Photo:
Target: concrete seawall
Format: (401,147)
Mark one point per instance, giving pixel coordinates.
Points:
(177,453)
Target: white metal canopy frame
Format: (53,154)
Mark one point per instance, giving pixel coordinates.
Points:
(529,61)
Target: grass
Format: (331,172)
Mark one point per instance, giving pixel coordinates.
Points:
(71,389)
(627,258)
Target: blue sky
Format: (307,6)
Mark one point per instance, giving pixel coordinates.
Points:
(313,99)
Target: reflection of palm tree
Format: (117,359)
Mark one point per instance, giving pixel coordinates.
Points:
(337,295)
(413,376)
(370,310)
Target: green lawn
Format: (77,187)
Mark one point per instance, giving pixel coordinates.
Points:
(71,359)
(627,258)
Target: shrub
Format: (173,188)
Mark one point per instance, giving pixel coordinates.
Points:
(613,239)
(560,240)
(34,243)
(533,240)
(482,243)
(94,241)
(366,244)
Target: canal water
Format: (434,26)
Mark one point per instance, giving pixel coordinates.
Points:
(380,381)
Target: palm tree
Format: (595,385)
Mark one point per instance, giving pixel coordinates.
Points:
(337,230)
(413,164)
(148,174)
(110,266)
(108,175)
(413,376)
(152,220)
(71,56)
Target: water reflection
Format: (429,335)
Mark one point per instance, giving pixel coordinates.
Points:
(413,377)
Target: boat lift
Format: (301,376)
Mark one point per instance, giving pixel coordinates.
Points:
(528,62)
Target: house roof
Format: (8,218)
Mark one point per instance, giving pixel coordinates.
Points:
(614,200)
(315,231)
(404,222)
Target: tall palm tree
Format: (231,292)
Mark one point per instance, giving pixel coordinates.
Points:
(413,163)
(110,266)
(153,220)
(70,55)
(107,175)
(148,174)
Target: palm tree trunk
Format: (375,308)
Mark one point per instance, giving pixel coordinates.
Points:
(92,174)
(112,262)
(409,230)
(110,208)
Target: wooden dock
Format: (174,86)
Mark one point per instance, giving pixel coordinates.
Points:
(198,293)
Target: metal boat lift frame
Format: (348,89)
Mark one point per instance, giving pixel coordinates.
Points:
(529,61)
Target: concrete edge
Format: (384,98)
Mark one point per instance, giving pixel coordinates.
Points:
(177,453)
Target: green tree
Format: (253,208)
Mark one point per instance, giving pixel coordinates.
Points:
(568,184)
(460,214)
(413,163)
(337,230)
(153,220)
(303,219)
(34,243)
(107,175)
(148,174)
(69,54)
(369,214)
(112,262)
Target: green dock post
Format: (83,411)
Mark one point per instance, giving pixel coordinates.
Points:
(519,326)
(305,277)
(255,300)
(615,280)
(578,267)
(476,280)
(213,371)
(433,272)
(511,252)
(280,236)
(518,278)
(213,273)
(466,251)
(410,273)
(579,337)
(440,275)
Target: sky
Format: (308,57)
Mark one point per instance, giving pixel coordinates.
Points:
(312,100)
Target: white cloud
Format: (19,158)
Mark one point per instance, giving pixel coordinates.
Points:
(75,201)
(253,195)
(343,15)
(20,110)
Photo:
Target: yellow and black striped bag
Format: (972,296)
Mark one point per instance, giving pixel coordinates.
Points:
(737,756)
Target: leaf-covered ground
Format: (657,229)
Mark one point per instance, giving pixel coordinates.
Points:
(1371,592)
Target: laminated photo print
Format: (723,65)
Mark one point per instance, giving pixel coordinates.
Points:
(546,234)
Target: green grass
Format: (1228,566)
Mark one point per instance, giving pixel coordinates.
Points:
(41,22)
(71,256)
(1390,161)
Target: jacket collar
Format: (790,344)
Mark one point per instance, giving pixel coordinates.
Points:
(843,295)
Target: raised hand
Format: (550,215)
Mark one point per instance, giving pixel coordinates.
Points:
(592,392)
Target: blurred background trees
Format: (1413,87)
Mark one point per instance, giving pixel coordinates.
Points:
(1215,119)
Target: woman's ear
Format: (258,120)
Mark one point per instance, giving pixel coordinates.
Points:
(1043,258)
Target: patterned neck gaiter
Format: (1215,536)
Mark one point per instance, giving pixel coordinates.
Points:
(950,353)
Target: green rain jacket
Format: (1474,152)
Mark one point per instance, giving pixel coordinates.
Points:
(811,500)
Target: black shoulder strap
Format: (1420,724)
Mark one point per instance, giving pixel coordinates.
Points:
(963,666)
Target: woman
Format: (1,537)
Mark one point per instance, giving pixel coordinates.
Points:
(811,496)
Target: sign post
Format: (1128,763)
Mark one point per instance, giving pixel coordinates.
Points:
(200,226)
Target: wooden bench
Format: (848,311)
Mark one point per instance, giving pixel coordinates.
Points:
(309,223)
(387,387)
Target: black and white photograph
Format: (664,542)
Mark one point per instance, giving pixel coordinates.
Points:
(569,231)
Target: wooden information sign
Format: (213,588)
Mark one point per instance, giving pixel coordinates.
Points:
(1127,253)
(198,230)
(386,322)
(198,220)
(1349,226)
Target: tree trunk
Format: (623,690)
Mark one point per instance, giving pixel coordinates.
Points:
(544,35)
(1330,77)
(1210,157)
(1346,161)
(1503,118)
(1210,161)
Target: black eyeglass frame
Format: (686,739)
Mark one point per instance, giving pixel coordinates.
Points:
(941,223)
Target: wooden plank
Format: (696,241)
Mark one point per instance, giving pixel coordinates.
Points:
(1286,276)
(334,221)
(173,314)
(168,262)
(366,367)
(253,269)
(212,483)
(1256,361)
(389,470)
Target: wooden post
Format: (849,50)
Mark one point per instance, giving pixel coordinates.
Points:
---
Task requirements » So that nothing is lost, please reproduce each entry exactly as written.

Expected output »
Photo:
Target: concrete seawall
Format: (401,147)
Mark one point per instance, giving pixel coordinates.
Points:
(177,453)
Target: white metal canopy frame
Format: (53,154)
Mark one point per instance, giving pixel coordinates.
Points:
(529,61)
Target: grass
Format: (331,172)
Mark one point per instance, giving pixel coordinates.
Points:
(71,389)
(627,258)
Target: blue sky
Format: (307,6)
Mark one point per instance, giving pixel coordinates.
Points:
(313,99)
Target: reflection of palm tree
Format: (117,359)
Mark one point per instance, giving pixel coordinates.
Points:
(337,295)
(413,376)
(370,310)
Target: green lawn
Format: (77,187)
Mark one point per instance, giving pixel coordinates.
Points:
(71,359)
(627,258)
Target: shrub
Format: (173,188)
Mark one point per instance, giving pixel coordinates.
Points:
(613,239)
(560,240)
(34,243)
(533,240)
(482,243)
(94,241)
(366,244)
Target: canal water
Format: (434,26)
Mark one point per instance, giving pixel coordinates.
Points:
(380,381)
Target: palm tree
Format: (595,385)
Mark one point per instance, giving pixel coordinates.
Points:
(337,230)
(413,164)
(148,174)
(110,266)
(108,175)
(413,376)
(152,220)
(71,56)
Target: water reflection
Format: (429,335)
Mark one point per instance, giving pixel coordinates.
Points:
(413,377)
Target: boat lift
Format: (301,376)
Mark one point per instance, giving pixel coordinates.
Points:
(528,62)
Target: house roof
Format: (8,218)
Mark one point per instance, giving pixel coordinates.
Points:
(614,200)
(315,231)
(404,222)
Target: tall palm tree
Format: (231,292)
Mark one point per instance, giving pixel coordinates.
Points:
(413,163)
(110,266)
(153,220)
(70,55)
(107,175)
(148,174)
Target: palm tree trunk
Format: (375,308)
Mark one point per instance, giving pixel coordinates.
Points:
(92,174)
(112,262)
(409,230)
(110,208)
Target: wooden dock
Format: (174,86)
Mark one point per instance, giving pixel coordinates.
Points:
(198,293)
Target: metal boat lift frame
Format: (348,89)
Mark one point per instance, giving pixel coordinates.
Points:
(529,61)
Target: concrete edge
Format: (384,98)
Mark one point per instance, giving pixel coordinates.
Points:
(177,453)
Target: green tree
Format: (253,208)
Mark one point per instance, giving pixel coordinates.
Points:
(568,184)
(460,214)
(413,163)
(337,230)
(153,220)
(303,219)
(34,243)
(107,175)
(148,174)
(69,54)
(369,214)
(112,262)
Target: green dock post
Format: (83,411)
Mark one point per instance, giving pixel coordinates.
Points:
(519,326)
(305,277)
(255,300)
(615,280)
(578,267)
(476,280)
(213,371)
(433,272)
(511,252)
(280,236)
(518,278)
(213,273)
(466,251)
(410,273)
(579,337)
(440,275)
Target: sky
Format: (308,57)
Mark one point per instance, giving pixel coordinates.
Points:
(312,100)
Target: white cloud
Format: (19,158)
Mark one point per instance, giving pixel coordinates.
Points:
(75,201)
(253,195)
(343,15)
(20,110)
Photo:
Target: yellow and black striped bag
Format: (972,296)
Mark one point per instance, giving pixel coordinates.
Points:
(737,756)
Target: leaf-covered ground
Format: (657,229)
Mark one point per instance, giving pixel coordinates.
Points:
(1371,592)
Target: laminated photo print
Format: (723,65)
Mark one point per instance, giving pixel coordinates.
Points:
(546,234)
Target: green grass
Format: (1228,566)
Mark one point per instance, giving pixel coordinates.
Points:
(41,22)
(71,256)
(1390,161)
Target: jacket collar
Format: (790,344)
Mark one point per instance, giving pixel coordinates.
Points:
(843,295)
Target: raised hand
Format: (550,215)
Mark one point per instance, giving pixel coordinates.
Points:
(592,392)
Target: blurred background trees
Format: (1413,87)
Mark one point per instance, giving pixel coordinates.
Points:
(1215,119)
Target: woman's ear
Format: (258,120)
Mark one point per instance, giving pixel coordinates.
Points:
(1043,258)
Target: patterned neck gaiter
Format: (1215,536)
Mark one point per instance, giving pixel coordinates.
Points:
(950,353)
Target: green rain jacket
Format: (1474,152)
Mark one point per instance, giving pixel coordinates.
Points:
(811,500)
Target: black shoulder strap
Format: (1420,724)
Mark one point per instance, giving pixel coordinates.
Points:
(963,666)
Target: woman
Format: (1,537)
Mark one point per instance, giving pixel coordinates.
Points:
(811,496)
Target: sign post
Format: (1128,763)
Mark one point per instance, giving pixel coordinates.
Points:
(200,226)
Target: wooden bench
Format: (848,311)
Mark one point per instance, giving pixel coordinates.
Points:
(309,223)
(387,387)
Target: black and white photograph
Format: (664,542)
Mark one point per instance, giving pixel coordinates.
Points:
(569,231)
Target: wooden information sign
Format: (213,588)
Mark one point per instance, giving pixel coordinates.
Points:
(1127,253)
(198,230)
(386,322)
(198,220)
(1349,226)
Target: tree trunk
Format: (623,690)
Mark one point per instance, giving pixel coordinates.
Points:
(544,35)
(1330,77)
(1210,157)
(1346,161)
(1503,118)
(1210,161)
Target: black eyeglass frame
Format: (686,739)
Mark one point per instance, giving pixel coordinates.
Points:
(941,223)
Target: wooden plank
Format: (696,241)
Mark one point per instance, giving pixel coordinates.
Points:
(1286,276)
(334,221)
(173,314)
(168,262)
(366,367)
(253,269)
(212,483)
(1256,361)
(389,470)
Target: wooden post
Format: (849,50)
Mark one point per instance, giving pixel coordinates.
Points:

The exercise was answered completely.